* [Written problem]
Rewrite the rows below, replacing "cabinet drawer" with "dresser drawer" and keeping everything else the same. Omit the pictures from your version.

* [Entries supplied]
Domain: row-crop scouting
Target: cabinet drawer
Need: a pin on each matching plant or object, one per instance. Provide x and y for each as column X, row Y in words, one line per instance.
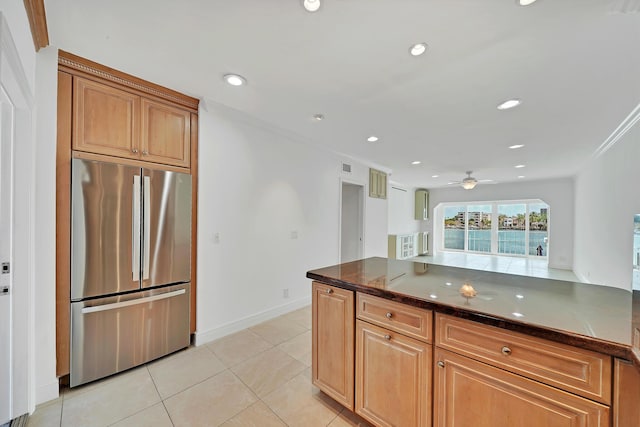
column 411, row 321
column 470, row 393
column 583, row 372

* [Solved exercise]
Domain: row-crop scouting
Target: dresser drawer
Need: a pin on each matching plant or object, one per instance. Provide x and y for each as column X, row Y in words, one line per instance.
column 411, row 321
column 470, row 393
column 583, row 372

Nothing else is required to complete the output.